> EXERCISE DIRECTIONS: The entries below are to be repeated exactly as they stand.
## Start INPUT FOR THIS TASK
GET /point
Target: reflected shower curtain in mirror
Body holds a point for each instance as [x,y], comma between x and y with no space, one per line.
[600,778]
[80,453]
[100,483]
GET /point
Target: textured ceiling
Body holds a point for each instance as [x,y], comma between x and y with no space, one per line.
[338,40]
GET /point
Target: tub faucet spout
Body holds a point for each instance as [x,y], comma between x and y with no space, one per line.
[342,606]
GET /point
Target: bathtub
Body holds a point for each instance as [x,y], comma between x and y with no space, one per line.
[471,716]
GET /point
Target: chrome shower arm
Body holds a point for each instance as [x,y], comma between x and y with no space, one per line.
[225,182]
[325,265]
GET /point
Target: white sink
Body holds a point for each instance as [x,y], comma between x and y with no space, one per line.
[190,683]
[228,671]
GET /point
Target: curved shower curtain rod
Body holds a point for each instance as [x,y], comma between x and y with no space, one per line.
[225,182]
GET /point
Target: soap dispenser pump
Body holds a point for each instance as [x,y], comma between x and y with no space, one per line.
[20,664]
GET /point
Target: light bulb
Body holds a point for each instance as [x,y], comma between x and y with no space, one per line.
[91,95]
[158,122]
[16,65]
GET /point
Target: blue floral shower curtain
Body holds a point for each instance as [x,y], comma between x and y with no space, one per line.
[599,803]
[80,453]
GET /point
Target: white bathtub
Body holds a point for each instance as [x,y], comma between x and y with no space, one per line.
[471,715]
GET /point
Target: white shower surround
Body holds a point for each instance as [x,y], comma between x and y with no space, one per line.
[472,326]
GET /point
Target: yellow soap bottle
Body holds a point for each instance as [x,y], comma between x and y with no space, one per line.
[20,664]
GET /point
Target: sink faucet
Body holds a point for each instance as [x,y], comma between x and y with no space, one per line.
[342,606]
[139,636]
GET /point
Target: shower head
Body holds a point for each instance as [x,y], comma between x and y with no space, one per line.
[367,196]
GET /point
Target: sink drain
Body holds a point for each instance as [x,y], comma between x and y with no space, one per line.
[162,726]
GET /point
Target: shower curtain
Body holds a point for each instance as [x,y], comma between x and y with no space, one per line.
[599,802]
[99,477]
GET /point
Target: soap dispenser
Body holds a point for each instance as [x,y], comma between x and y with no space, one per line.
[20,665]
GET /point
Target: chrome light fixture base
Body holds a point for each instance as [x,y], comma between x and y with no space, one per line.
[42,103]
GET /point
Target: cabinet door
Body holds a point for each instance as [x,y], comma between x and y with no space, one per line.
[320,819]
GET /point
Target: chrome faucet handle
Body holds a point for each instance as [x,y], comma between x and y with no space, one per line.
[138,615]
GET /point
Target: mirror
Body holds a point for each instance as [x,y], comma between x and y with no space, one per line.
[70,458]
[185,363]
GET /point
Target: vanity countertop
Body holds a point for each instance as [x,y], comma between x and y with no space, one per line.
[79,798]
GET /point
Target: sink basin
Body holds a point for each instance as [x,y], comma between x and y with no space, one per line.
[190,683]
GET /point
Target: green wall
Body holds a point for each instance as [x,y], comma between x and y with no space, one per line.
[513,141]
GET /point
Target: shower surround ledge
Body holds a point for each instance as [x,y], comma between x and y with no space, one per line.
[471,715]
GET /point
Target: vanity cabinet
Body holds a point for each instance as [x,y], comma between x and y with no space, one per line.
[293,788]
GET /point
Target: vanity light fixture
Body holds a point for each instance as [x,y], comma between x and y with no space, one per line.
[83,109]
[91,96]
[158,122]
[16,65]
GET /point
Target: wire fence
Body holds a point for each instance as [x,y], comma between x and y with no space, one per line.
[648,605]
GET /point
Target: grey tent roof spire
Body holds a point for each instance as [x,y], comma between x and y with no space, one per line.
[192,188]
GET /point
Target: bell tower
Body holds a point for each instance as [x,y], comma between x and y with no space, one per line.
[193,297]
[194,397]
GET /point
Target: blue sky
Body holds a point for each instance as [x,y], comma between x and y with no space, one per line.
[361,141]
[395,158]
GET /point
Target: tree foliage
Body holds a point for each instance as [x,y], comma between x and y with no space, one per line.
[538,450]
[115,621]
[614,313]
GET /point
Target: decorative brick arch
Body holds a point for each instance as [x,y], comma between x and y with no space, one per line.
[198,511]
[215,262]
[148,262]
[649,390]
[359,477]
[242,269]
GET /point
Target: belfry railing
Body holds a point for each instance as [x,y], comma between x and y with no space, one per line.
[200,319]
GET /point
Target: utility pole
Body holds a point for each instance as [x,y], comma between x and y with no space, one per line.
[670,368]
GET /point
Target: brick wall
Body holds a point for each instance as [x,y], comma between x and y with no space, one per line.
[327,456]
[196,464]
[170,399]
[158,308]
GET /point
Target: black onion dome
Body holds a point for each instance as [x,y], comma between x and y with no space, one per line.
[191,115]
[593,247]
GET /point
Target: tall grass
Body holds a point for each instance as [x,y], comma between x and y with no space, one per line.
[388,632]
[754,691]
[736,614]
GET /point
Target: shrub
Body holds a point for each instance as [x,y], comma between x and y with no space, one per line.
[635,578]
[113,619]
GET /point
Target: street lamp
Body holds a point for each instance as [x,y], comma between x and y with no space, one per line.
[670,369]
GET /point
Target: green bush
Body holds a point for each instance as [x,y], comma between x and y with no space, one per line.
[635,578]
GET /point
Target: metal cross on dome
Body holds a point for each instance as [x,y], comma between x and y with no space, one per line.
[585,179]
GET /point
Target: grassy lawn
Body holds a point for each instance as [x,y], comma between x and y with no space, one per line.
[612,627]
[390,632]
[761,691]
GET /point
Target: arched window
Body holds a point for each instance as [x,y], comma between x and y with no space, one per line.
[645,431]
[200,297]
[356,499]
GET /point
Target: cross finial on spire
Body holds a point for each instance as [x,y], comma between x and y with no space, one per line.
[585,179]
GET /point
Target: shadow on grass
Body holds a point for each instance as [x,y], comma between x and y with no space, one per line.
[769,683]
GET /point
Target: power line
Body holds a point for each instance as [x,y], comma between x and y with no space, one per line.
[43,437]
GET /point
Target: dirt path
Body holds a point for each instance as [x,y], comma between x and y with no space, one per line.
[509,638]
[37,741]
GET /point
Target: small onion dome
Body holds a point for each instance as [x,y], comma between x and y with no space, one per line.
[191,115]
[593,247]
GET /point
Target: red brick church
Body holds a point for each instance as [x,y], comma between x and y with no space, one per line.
## End INPUT FOR THIS TASK
> REPLY TO THE TASK:
GET /point
Target: reflected shower curtain in mirror
Body holds a point for each instance as [x,y], comma between x and y with no space, one per line.
[600,778]
[80,453]
[100,483]
GET /point
Target: textured ceiling
Body holds a point for each instance as [x,y], comma between x and y with no space, one per line.
[338,40]
GET /point
Target: tub faucet spout
Body holds a point for each instance as [x,y], comma between x and y with no space, one per line.
[342,606]
GET /point
Target: bathtub
Body holds a point for each instance as [x,y], comma between x and y with no space, one per line.
[471,716]
GET /point
Target: chrome shower arm
Body holds a point for each instance as [x,y], comma between x and y with no space, one per line.
[225,182]
[325,265]
GET /point
Target: white sink
Body holds a point for each instance as [x,y], comma between x and y with no space, one per line.
[190,683]
[228,671]
GET /point
Target: curved shower curtain rod
Body holds a point for each instance as [x,y], comma between x and y with no space, one per line.
[225,182]
GET /point
Target: soap dispenser pump
Body holds a point for each instance as [x,y], comma between x and y with no space, one per line.
[20,664]
GET /point
Target: light bulb
Body holds a point for each instance as [x,y], comma between x and y with no space, one per line.
[91,95]
[158,122]
[16,65]
GET /point
Target: blue floral shower curtain
Body holds a point for each instance as [x,y], comma between x and y with no space, one per line.
[599,803]
[80,453]
GET /point
Target: white bathtub
Body holds a point for each instance as [x,y], comma between x and y with no space, one per line.
[471,715]
GET /point
Target: white shower surround
Body holds a point for each instance as [x,y], comma between x and y with no space, one per line.
[472,326]
GET /point
Target: yellow soap bottle
Body holds a point for each instance as [x,y], comma between x and y with no space, one per line.
[20,664]
GET /point
Target: sink faucet
Body holds a point for each instance as [x,y], comma between x and y with no space, one per line.
[342,606]
[139,636]
GET /point
Target: shower head
Body holds a point for each instance as [x,y], comma between x and y with no space, one per line.
[367,196]
GET /point
Target: sink drain
Body holds a point for each instance as [x,y], comma between x and y with no space, one per line.
[162,726]
GET /point
Target: shower curtain
Body holds a point for each instance as [x,y], comma between x and y with no space, one per line.
[599,802]
[99,477]
GET /point
Target: soap dispenser
Body holds a point for each instance as [x,y], comma between x and y with no space, one per line.
[20,665]
GET /point
Target: chrome light fixture base
Body holds a point for each instance as [x,y], comma between x and y with no space, one per line.
[42,103]
GET /point
Target: cabinet door
Body holds a point for each instance as [x,y], comma between x and y with no space, one per line.
[320,819]
GET /point
Target: chrome faucet handle
Body holds a point for each instance as [x,y], comma between x and y with no space, one per line.
[138,615]
GET /point
Target: mirror
Body holds a point for each instance as [x,y], comma between x and y with no space, one per line.
[70,458]
[185,363]
GET /point
Target: vanity countertop
Body holds a point for each instance as [x,y], comma between x and y with no space, one per line.
[79,798]
GET /point
Target: sink basin
Body holds a point for each instance as [x,y], comma between x and y with no space, one per line.
[190,683]
GET /point
Target: green wall
Body holds a point for each instance as [x,y], comma between x and y with no space, one per line.
[513,141]
GET /point
Target: shower surround ledge
Body holds a point for each instance as [x,y], comma between x and y with no space, one per line.
[471,715]
GET /point
Target: vanity cabinet
Body holds a point for each instance as [x,y], comma between x and y with no space, one per line.
[293,788]
GET /point
Target: vanity light fixture
Body holds a point for each instance as [x,y], comma between x and y with no space, one per line.
[83,109]
[91,96]
[158,122]
[16,65]
GET /point
Target: wire fence
Body holds a point for each instance as [x,y], comma between x and y with no space, one per line.
[648,605]
GET /point
Target: grey tent roof spire
Body holds a point for each instance as [x,y], comma between x and y with no space, one per line.
[192,188]
GET /point
Target: bell tower
Body holds a point for each instance as [x,y], comma between x and y with no space, one per line.
[193,297]
[194,397]
GET /point
Target: blue sky
Body holds a point for each instance as [x,y], comma between x and y with no space, one per line.
[361,141]
[395,158]
GET /point
Target: tree foliage
Body holds a point for each instance as [x,y], comma between x and y with no space, one per line.
[538,450]
[115,621]
[614,313]
GET /point
Target: decorative brick arch
Body holds a point for each instance as [x,y], comma between x and y with no space, one per line.
[198,511]
[215,262]
[148,262]
[649,390]
[359,477]
[242,269]
GET /point
Target: belfry railing
Body holds a point for each instance as [x,y], comma between x and y with no space, one per line.
[200,319]
GET /point
Target: utility pole
Body holds a point for each instance as [x,y], comma between x and y with no space, one per line.
[670,368]
GET /point
Target: brick wall
Body holds a point for each instance as [x,y], comma between x and y with no space, one per line.
[327,456]
[196,464]
[170,399]
[158,308]
GET /point
Target: black onion dome
Body holds a point for each instance as [x,y], comma between x and y with no space, one per line.
[191,115]
[593,247]
GET /point
Target: tall grass
Body holds a point for each instance as [x,y], comma between x and y with no space, one per line.
[388,632]
[754,691]
[736,614]
GET /point
Target: shrub
Body holds a point for each instance as [x,y], comma between x and y with no space, one per line.
[635,578]
[113,619]
GET /point
Target: street lamp
Body holds a point for each instance as [x,y], comma between x and y with no space, one per line.
[670,369]
GET /point
Target: green bush
Body holds a point for each instance as [x,y], comma between x and y with no space, one per line.
[635,578]
GET /point
Target: metal cross on dome
Body holds a point for each instance as [x,y], comma between x and y with no space, one per line.
[585,179]
GET /point
Target: grassy lawn
Body holds a point for each instance as [x,y], comma between x and y with no space, one per line.
[612,627]
[390,632]
[761,691]
GET /point
Target: arched window
Body holds a point for each instance as [x,y], comma between x and y with no space, one per line.
[645,431]
[200,297]
[356,499]
GET /point
Target: cross finial on spire
Body holds a point for each instance as [x,y], comma between x and y with no space, one per line.
[585,179]
GET /point
Target: shadow on grass
Body holds a point for each instance as [x,y], comma between x and y with no space, one per line.
[769,683]
GET /point
Target: power line
Body holds a point for each instance as [x,y], comma between x and y with no space, one per line.
[43,437]
GET /point
Target: dirt path
Body holds a point for each instance as [x,y], comma between x and y with no space, one per line.
[509,638]
[37,741]
GET /point
Target: small onion dome
Body holds a point for each instance as [x,y], comma between x and y with no space, one per line.
[191,115]
[593,247]
GET /point
Target: red brick church
Body holds a point for each instance as [x,y], comma between x and y with no space, one per line.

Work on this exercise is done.